- **Objective**:
Write out, word for word, the portion of the advice column that starts with "My Blog List" and finishes with "to you wit...".

- **Selection**:

My Blog List

  • CLIMATE CRISIS REPORT - *We now have the clearest picture yet of how different the world is today as a result of human-driven climate change. The most comprehensive report to da...
    2 years ago
  • - *Hello Nee my old friend,* *It's been two years now since I last heard from you. I hope you are well and very happy. I know I became a burden to you wit...
    2 years ago
  • - *YOU are gone from my sight but never from my heart. Rather than mourn your absence, I will be grateful for the friendship that we shared for more than ...
    4 years ago
  • - [image: Image result for animated merry christmas images]
    4 years ago
  • Creamy Dill & Salmon - *Prep/Total Time: 30 min. Makes: 6 servings* *1 salmon fillet (about 2 pounds)* *2 teaspoons lemon-pepper seasoning* *1 teaspoon onion salt* *1 ...
    6 years ago

Thursday, April 7, 2011

Ask Maxy

Dear Maxy,
I am ready for the loony farm. Both of my adult sons are back at home, one with his child . My husband retired last year, I am still working.
One son "Matt" contributes toward rent and household chores, but the other "Joe" sits like a bump on a log and does nothing. I'm sure Joe has  Adult Attention Deficit Disorder, but he won't  do anything about it. I don't want to throw him out, but he leaves us no choice. He always claims we love his brother more, but it's not true. Matt is simply more responsible, while Joe sits around looking for handouts .
I am a firm believer in tough love, but Joe always  made us feel guilty.  Please help. I need my sanity.
Kathy ...Drowning in Denver

Dear Kathy,
Kids are great at playing on their parents' guilt. Stiffen your backbone, and tell Joe he will  not be premitted to become a freeloader simply because you love him. If  he wants to remain in the house, he must contribute either rent, money or household help, no excuses, and if that is too much to ask, he is welcome to find another place to live. I also recommend you contact CHADD (chadd.org) for information and suggestions about adult ADD .
Maxy

Dear Maxy,
I just ran into a woman who was cruel to me during my college years . She caught me off  guard when we saw each other and instantly reached out to hug me. It happened so fast I couldn't back away . And we ended up in a fake embrace. I haven't  thought about her for  a long time. It's not as if I've held a grudge  all these years, but I do remember . She went so far as to ask if we could get together . She gave me her card. I did not give her mine. I'm wondering, should I just throw her card away ? Or is it worth it for me to follow up  with her and address  what happen years ago ? She never apologized for anything. She works near me  now so I'm sure I will see her again. I don't want to act as if we are old friends   because we are not . What should I do ?

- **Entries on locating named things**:
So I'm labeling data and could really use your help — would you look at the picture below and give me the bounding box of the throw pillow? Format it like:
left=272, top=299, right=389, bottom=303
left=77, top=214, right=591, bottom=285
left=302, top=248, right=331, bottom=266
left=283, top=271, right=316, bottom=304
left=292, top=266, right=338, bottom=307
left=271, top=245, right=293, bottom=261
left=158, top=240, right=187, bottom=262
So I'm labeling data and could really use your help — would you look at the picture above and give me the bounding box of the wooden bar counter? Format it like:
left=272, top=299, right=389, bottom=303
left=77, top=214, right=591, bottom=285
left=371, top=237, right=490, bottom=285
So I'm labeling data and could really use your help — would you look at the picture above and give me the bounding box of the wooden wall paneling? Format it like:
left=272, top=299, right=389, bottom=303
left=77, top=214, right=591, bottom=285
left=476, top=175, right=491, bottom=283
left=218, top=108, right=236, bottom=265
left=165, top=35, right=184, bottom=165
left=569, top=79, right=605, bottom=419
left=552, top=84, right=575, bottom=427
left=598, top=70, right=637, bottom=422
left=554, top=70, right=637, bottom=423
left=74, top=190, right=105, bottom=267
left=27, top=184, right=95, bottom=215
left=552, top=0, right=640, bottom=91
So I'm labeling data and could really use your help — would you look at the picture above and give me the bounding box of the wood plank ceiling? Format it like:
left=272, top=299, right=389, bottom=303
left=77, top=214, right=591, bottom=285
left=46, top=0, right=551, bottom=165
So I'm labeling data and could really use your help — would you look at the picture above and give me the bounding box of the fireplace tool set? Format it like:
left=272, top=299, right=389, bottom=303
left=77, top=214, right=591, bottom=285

- **Answer to this task**:
My Blog List

  • CLIMATE CRISIS REPORT - *We now have the clearest picture yet of how different the world is today as a result of human-driven climate change. The most comprehensive report to da...
    2 years ago
  • - *Hello Nee my old friend,* *It's been two years now since I last heard from you. I hope you are well and very happy. I know I became a burden to you wit...